WORK ITEM: From top to bottom, restate the entries below word for word.

SOURCE DATA:
^^^^^^^^

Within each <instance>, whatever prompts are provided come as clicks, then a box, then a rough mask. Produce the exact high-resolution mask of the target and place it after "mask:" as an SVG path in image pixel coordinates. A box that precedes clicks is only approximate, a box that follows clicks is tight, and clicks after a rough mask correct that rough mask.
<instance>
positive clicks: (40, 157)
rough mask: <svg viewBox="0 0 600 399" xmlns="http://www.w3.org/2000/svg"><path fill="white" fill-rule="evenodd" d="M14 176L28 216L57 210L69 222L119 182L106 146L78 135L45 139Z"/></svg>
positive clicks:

^^^^^^^^

RESULT:
Within each <instance>, whatever prompts are provided come as clicks, then a box, then a rough mask. Produce the exact high-resolution mask of the target and place it after "mask:" as an SVG path in image pixel coordinates. A box that precedes clicks is only approximate, a box that follows clicks is tight, and clicks after a rough mask correct that rough mask.
<instance>
positive clicks: (40, 157)
rough mask: <svg viewBox="0 0 600 399" xmlns="http://www.w3.org/2000/svg"><path fill="white" fill-rule="evenodd" d="M14 176L28 216L57 210L69 222L119 182L106 146L78 135L45 139Z"/></svg>
positive clicks:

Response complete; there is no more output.